Sunday, September 4, 2022

THINKER'S ALMANAC - September 30

Can you buy a mnemonic device at a hardware store?

Subject:  Mnemonic Devices -  “Thirty Days Hath September” 

Event: September 30


On this last day of September, we focus on not forgetting one of the more famous mnemonic rhymes in English:


Thirty days hath September,

April, June, and November.

All the rest have 31,

Except for February all alone,

It has 28 each year,

but 29 each leap year.


This verse is attributed to Mother Goose, but it’s only one of many versions of the poem.  One website, for example, lists an astonishing 90 variations of what has come to be called The Month Poem (1).


                                                            Image by Gerd Altmann from Pixabay 

Mnemonic rhymes are just one type of mnemonic device. No, you can’t buy them in stores. A mnemonic device is a method of remembering something that is difficult to remember by remembering something that is easy to remember.

The word mnemonic is an eponym, originating from the Greek goddess of memory and mother of the Muses, Mnemosyne.


To make things easy to remember, mnemonic devices employ different methods, such as rhyme, acrostics, or acronyms. Another method is the nonsense sentence made up from the initial letters of what it is you are trying to remember.

» **Supplied information**:
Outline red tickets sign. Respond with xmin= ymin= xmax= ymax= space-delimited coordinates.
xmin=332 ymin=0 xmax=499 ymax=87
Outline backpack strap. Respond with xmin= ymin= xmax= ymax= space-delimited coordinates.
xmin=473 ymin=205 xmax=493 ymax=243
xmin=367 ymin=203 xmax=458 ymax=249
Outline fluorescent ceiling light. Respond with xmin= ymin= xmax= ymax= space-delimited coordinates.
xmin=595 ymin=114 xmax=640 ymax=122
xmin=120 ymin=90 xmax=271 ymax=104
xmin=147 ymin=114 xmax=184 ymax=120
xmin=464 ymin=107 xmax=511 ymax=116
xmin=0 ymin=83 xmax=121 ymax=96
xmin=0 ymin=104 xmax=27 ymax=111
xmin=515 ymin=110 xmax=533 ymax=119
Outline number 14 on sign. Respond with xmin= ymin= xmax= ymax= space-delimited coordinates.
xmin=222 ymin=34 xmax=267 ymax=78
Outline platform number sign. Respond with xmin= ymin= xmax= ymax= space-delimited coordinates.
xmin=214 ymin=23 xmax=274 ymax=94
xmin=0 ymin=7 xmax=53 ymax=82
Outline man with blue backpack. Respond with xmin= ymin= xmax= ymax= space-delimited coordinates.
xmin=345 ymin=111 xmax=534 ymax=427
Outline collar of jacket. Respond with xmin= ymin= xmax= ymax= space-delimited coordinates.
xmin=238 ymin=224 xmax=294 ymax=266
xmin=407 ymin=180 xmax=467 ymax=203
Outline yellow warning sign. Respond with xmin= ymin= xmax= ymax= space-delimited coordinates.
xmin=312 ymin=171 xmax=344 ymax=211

» **What is being asked**: Continue the almanac entry on mnemonic devices from where it stops, starting after its last sentence.

» **Answer space**:
Mnemonic devices capitalize on a concept known as cognitive fluency:  the brain’s strong bias in favor of things that are easy to think about.  (For more on cognitive fluency, see THINKER’S ALMANAC - January 31 and September 28.)  By crafting a mnemonic device, you are packaging information in a way that makes it easier for your brain to process; therefore, there is a higher likelihood it will be remembered.  Not only does the brain like things that are easier to process -- such as things that are repeated, things that rhyme, or things that are in an easy-to-read font -- the brain also sees these things as more valid.  As a result, the brain is more likely to transfer them from short term memory to long term memory.


Here’s an example of a sentence that is crafted to help us remember Roman numerals:


In Various Xmas Legends Christ Delivers Miracles.


Notice how the letters that begin each word correspond, in order, to Roman numerals:


I=1, V=5, X=10, L=50, C=100, D=500, M=1,000


You might also use an acronym. For example, CAMP WE is a mnemonic device that helps us remember the essential elements of the rhetorical situation.  For example, if you want to truly understand Lincon’s Gettysburg Address you need to know more than just words, you need to know something about the following elements:


C = Context

A = Audience

M = Message

P = Purpose

W = Writer

E = Exigence


Generations of school children have used the rhyme from Henry Wadsworth Longfellow’s poem “The Midnight Ride of Paul Revere” (1861) to remember the start date of the American Revolution:


Listen my children and you shall hear

Of the midnight ride of Paul Revere,

On the eighteenth of April, in Seventy-five;

Hardly a man is now alive

Who remembers that famous day and year.


Recall, Retrieve, Recite, Ruminate, Reflect, Reason:  What is a mnemonic device, and what are some examples of different ways they are created?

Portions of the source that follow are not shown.